Referring expression pointing data
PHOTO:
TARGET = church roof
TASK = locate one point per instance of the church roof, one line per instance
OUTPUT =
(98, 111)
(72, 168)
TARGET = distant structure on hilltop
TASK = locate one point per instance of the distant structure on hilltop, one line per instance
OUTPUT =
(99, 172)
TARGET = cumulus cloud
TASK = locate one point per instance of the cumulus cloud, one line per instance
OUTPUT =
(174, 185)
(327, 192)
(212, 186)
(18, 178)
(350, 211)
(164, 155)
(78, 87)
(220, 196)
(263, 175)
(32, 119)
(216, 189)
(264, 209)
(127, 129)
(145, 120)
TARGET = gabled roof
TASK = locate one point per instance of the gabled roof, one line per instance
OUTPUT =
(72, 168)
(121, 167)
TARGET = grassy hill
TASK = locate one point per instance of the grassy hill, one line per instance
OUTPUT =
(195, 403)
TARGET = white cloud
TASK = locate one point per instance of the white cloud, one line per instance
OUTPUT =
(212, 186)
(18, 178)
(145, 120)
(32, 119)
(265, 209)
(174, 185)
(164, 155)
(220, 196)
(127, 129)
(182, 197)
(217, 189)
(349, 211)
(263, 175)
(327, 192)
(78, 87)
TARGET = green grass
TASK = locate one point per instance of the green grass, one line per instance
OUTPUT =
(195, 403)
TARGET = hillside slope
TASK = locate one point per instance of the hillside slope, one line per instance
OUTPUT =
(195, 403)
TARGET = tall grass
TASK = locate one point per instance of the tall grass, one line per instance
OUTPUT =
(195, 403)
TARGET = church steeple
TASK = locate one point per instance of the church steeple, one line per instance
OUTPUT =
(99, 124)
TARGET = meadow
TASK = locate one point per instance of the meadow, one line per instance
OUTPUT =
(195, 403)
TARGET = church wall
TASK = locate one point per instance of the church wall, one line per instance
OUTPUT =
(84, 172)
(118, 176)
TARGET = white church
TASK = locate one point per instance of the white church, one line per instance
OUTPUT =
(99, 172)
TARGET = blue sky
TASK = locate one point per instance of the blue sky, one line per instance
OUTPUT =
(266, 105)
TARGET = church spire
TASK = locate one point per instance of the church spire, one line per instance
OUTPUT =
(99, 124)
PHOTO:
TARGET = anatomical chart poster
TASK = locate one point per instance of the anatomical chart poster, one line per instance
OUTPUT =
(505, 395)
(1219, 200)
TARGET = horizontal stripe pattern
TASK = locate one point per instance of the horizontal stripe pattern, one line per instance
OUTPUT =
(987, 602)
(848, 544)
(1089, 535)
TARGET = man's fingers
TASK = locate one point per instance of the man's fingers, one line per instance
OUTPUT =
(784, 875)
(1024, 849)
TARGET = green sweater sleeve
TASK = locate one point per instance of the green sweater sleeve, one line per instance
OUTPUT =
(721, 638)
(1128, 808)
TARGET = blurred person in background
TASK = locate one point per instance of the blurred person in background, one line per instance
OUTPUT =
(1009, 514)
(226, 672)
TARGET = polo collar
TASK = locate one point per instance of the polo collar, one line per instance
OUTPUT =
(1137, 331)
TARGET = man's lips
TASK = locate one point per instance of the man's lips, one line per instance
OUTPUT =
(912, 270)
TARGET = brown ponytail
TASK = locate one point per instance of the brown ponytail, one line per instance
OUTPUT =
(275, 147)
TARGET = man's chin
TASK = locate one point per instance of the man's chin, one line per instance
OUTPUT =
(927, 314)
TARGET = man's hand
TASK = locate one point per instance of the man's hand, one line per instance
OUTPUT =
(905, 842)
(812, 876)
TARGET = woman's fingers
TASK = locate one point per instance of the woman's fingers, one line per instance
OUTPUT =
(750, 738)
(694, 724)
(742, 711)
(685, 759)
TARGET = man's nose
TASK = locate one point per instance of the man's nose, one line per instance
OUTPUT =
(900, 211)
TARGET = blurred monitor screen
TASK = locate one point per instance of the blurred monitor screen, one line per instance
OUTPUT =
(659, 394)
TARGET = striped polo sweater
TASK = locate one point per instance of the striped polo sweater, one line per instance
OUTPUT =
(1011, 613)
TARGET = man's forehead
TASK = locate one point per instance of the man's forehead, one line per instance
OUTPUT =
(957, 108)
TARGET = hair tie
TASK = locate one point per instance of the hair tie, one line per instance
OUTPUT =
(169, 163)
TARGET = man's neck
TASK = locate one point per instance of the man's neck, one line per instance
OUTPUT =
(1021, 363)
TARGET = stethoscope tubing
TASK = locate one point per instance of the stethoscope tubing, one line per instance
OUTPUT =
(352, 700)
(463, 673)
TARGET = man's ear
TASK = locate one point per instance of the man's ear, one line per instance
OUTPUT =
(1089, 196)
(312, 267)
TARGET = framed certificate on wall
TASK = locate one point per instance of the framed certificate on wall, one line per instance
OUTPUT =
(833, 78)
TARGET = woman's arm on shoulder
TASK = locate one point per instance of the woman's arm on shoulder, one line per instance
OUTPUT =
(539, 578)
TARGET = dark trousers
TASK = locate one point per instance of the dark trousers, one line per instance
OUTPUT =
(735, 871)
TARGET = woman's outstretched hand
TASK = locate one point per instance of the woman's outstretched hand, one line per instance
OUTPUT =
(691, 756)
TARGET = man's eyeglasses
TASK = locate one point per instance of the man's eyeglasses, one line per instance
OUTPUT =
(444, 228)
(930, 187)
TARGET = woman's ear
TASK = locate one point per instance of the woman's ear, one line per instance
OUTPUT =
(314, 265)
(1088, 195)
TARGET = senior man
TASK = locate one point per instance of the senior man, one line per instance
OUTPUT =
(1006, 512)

...

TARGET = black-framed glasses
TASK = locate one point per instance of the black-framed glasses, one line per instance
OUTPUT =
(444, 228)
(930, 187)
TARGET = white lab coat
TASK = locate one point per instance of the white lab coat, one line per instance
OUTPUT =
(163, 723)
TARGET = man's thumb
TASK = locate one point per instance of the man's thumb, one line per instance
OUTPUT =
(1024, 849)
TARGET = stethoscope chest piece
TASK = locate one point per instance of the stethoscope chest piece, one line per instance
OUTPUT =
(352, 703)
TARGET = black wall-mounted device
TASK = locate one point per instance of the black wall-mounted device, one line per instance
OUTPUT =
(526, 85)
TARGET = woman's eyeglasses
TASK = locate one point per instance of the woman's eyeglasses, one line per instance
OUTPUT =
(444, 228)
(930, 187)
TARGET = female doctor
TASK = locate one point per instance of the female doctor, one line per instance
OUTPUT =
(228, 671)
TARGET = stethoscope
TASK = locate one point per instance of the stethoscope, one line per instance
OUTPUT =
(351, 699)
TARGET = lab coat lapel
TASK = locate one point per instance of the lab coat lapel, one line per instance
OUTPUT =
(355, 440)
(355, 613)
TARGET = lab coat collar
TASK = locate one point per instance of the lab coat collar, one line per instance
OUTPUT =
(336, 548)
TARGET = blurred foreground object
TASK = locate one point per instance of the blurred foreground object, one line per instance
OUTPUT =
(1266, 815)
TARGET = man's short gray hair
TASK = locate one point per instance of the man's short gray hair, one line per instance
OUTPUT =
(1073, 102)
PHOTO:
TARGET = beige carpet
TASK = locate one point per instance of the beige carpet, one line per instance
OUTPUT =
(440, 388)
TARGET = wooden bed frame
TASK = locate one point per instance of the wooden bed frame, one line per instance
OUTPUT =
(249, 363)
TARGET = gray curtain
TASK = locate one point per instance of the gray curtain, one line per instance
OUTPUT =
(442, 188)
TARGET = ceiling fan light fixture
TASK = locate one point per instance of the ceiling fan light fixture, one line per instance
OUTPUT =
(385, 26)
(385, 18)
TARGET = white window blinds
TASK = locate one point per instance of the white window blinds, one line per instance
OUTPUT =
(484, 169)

...

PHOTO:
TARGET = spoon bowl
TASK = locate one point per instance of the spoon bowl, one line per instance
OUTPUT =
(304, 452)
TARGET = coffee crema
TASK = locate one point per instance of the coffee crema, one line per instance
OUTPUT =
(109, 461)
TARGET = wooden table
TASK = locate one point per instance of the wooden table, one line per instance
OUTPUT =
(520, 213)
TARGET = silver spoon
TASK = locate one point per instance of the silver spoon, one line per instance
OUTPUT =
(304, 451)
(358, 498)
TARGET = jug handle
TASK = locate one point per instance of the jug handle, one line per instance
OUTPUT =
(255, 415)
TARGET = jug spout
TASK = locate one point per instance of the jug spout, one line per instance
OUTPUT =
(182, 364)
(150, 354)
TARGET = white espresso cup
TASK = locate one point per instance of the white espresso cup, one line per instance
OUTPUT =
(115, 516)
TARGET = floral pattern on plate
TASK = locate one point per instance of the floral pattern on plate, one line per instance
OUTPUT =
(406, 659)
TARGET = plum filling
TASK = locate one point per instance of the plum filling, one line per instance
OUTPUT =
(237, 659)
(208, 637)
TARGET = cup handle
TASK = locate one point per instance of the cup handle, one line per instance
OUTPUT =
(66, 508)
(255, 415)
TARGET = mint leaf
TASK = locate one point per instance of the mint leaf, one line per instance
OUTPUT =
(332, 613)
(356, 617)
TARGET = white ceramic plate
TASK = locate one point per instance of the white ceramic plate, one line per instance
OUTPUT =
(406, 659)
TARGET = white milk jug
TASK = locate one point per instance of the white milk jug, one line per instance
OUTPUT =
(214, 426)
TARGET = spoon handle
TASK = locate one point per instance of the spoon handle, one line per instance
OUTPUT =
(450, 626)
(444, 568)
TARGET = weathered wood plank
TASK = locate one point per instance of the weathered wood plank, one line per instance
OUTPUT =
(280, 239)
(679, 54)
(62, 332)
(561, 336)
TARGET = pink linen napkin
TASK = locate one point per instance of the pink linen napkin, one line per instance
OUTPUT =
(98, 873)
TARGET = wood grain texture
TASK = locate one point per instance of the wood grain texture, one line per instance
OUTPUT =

# [About this task]
Wherever the string "brown" appears in a line above, copy that line.

# [Answer to the exercise]
TARGET = brown ponytail
TASK = locate one point per instance of the brown ponytail, one line per instance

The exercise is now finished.